▶ Task instructions: Begin at the line that contains "Please locate every forest" and stop after the line that contains "166, 800, 326]]", and reproduce only those lines, the request included. In the answer, multiply every bounding-box coordinate by 1.4 and round to whole numbers with halves rounded up, leaving the request and its format sample unchanged.

========

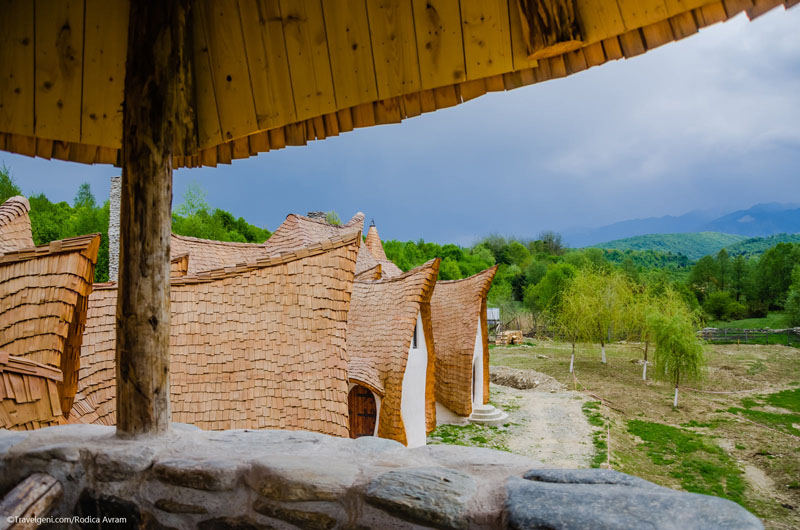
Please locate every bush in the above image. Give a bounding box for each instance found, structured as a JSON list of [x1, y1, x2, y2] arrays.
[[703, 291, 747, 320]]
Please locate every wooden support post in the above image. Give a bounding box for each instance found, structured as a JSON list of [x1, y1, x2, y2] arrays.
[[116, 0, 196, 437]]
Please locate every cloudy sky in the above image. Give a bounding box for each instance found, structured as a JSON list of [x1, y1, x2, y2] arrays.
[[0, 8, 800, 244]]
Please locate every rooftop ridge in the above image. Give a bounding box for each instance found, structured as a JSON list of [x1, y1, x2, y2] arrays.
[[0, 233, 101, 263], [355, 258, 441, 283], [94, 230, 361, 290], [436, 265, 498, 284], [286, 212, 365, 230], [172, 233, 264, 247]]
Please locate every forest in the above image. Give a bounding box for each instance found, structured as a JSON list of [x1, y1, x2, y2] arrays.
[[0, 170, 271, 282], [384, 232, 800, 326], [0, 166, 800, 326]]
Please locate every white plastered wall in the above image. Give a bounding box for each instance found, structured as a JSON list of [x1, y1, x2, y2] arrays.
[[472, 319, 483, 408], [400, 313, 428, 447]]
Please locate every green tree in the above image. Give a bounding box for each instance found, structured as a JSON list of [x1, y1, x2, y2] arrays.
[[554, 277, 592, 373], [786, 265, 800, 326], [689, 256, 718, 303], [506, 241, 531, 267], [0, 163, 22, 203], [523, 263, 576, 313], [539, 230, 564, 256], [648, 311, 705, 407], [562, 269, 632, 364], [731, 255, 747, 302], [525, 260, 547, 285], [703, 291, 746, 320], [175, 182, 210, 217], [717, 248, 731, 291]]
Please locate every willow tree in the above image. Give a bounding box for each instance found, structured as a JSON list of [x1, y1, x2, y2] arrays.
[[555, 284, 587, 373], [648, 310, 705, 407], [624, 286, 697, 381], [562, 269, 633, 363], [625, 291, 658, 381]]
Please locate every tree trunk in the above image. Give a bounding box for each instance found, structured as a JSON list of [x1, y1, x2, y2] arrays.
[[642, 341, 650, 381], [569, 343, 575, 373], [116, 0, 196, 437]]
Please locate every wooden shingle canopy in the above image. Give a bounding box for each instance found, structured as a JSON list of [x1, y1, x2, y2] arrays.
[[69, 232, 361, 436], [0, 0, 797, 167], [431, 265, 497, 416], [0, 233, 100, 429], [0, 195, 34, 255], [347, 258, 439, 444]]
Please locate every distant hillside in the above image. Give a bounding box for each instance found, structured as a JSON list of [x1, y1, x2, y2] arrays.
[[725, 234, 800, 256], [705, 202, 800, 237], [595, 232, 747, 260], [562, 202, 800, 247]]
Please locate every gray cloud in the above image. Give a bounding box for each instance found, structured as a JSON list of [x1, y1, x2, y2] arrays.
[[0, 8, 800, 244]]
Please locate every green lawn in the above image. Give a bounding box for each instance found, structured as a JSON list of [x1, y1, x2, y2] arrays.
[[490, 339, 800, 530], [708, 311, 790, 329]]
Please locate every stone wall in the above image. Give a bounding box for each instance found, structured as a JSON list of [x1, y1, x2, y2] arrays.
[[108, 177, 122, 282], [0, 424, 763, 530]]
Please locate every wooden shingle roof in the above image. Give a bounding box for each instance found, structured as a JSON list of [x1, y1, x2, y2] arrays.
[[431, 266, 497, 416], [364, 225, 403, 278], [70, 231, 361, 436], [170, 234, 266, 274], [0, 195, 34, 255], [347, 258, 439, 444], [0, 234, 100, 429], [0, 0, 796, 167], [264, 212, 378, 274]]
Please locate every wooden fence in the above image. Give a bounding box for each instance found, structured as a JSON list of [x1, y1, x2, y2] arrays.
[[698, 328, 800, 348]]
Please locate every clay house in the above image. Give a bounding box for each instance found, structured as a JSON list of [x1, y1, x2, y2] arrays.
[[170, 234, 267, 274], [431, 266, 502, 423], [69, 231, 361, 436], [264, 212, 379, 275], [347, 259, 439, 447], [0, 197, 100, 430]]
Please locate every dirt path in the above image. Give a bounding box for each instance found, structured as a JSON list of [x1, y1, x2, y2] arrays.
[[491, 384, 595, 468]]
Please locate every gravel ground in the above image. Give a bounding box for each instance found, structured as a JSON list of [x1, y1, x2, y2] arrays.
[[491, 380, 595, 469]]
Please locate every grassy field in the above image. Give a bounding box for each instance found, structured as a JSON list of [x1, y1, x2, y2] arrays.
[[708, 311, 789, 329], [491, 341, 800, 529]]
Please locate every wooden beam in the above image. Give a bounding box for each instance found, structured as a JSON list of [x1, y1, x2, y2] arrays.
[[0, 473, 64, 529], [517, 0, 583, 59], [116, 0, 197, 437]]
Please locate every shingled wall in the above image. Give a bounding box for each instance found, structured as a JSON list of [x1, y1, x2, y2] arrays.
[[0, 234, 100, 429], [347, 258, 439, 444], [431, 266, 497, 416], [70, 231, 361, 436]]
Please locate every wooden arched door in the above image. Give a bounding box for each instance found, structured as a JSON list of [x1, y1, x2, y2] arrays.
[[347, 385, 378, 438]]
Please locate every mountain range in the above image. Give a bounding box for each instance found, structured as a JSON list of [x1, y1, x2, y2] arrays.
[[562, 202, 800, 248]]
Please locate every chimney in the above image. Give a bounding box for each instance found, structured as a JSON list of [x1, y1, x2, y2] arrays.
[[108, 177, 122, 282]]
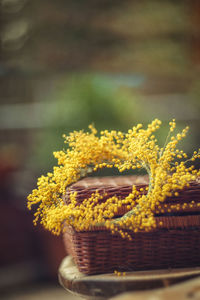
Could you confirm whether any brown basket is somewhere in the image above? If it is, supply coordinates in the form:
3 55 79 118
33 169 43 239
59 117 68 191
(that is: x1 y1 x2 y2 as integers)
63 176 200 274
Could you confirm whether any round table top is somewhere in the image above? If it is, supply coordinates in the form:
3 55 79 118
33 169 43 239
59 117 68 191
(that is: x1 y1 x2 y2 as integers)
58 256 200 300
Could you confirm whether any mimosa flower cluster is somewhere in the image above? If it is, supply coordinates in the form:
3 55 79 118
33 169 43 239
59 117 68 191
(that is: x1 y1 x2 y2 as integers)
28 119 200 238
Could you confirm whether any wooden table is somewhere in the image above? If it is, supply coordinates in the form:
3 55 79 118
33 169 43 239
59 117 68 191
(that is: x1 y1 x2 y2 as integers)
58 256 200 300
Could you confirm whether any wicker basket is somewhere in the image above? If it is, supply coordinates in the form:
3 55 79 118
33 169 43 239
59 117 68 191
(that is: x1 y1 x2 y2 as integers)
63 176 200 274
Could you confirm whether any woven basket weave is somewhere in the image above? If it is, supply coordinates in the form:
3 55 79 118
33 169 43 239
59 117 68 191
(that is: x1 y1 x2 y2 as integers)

========

▶ The response:
Please locate every forest in the above image. Give a bounding box for each instance found, structured as a JSON list of [x1, y1, x2, y2] arrays.
[[0, 238, 379, 395], [538, 325, 1120, 456], [0, 232, 1120, 456]]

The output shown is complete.